• [Document extract]
▽
The Concept of Extinction

The term extinction is mainly used to denote the complete termination of species, primarily the living ones, but the non-living ones are sometimes included. It means that the species ceases to exist and becomes history, which can only be referred to. In behavioral psychology, however, the word is applied to explain induced behavioral changes that happen to increase or decrease depending on the environment and, of course, over a certain period. This paper explains extinction in behavioral psychology, instances where reinforcement happens, providing real-life examples.

Extinction in behavioral psychology means that a person’s conditioned behavior fades with time, and it eventually stops because the conditioned stimulus is presented with unconditioned stimuli, and therefore, the conditioned response stops representing classical theory (McPherson, 2019). In operant extinction of human psychology, extinction is attained when a condition is not supported due to a discriminative stimulus such as an error. In such a case, extinction implies a voluntary conditioned response’s fading and ultimate stop (Bouton, Maren, & McNally, 2021). Extinction does not mean permanent behavior on a person. Still, a break of several days can lead to recovery for such a case as in classical extinction. In the case of the operant theory, the reinforcement schedules determine extinction resistance, such as if reinforcement is done after a certain determined period (Bouton, Trask, & Carranza-Jasso, 2016). The more resistant behavior is, the more it becomes far from becoming extinct.
△
• [Exercise tasks]
A. Answer these questions using the essay on extinction:
(i) Besides living species, what does the usual sense of the term sometimes include?
(ii) In operant theory, what determines extinction resistance?
(iii) In classical extinction, what can lead to recovery?
B. Extract the portion of the essay on extinction starting at "The Concept of" and ending at "providing real-life examples.".
C. Extend the essay on extinction in behavioral psychology by continuing it past its final sentence.
The entries in the recorded data come from a different source than the essay.

Recorded data
▽
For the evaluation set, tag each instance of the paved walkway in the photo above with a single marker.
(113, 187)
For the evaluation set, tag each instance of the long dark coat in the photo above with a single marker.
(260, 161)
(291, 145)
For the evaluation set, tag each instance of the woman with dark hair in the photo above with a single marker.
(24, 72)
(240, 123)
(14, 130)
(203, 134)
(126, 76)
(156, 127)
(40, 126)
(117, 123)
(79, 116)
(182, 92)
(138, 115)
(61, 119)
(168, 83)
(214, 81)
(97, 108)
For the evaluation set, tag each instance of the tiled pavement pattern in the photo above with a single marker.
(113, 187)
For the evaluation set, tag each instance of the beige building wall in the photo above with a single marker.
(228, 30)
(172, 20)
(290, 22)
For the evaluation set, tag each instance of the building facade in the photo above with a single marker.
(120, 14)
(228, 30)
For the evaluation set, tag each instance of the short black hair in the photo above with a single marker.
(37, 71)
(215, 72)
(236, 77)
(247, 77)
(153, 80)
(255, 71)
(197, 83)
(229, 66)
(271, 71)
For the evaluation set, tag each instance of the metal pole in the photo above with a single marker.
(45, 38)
△
▽
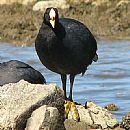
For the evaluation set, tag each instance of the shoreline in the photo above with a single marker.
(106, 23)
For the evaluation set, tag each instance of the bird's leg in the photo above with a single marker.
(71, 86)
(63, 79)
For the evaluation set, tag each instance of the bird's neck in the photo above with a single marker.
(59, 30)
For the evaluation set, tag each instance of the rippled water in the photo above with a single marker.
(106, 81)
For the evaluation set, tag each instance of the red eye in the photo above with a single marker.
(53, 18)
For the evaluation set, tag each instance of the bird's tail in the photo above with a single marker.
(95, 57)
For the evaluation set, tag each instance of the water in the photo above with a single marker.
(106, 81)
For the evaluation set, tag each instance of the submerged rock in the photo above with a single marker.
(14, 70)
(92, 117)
△
• [Results in order]
A.
(i) Non-living species
(ii) Reinforcement schedules
(iii) A break of several days

B.
The Concept of Extinction

The term extinction is mainly used to denote the complete termination of species, primarily the living ones, but the non-living ones are sometimes included. It means that the species ceases to exist and becomes history, which can only be referred to. In behavioral psychology, however, the word is applied to explain induced behavioral changes that happen to increase or decrease depending on the environment and, of course, over a certain period. This paper explains extinction in behavioral psychology, instances where reinforcement happens, providing real-life examples.

C.
Despite psychology being able to affect behavior, other factors such as the time duration of the conditioned response, formation of habits, and the strength of the response behavior affect extinction (Craig & Shahan, 2016). The extinction process is a long journey. It takes time and is not often clean-cut or straightforward, often characterized by other factors such as extinction burse and other factors that delay extinction. An extinction burst is defined as a temporary rise in the duration, magnitude, and frequency of conditioned behaviors during the process of extinction. The extinction behavior reoccurs more during the process, trying to reawaken the unconditioned stimulus (Katz & Lattal, 2021). For instance, a parent may adopt a differential reinforcement or differential attention, decrease attention for bad behavior and increase attention for good ones to extinct the child’s bad behaviors. The child may cause more trouble in a bid to regain the parent’s attention (Nist & Shahan, 2021). In such a case, an extinction happens, which delays the extinction process.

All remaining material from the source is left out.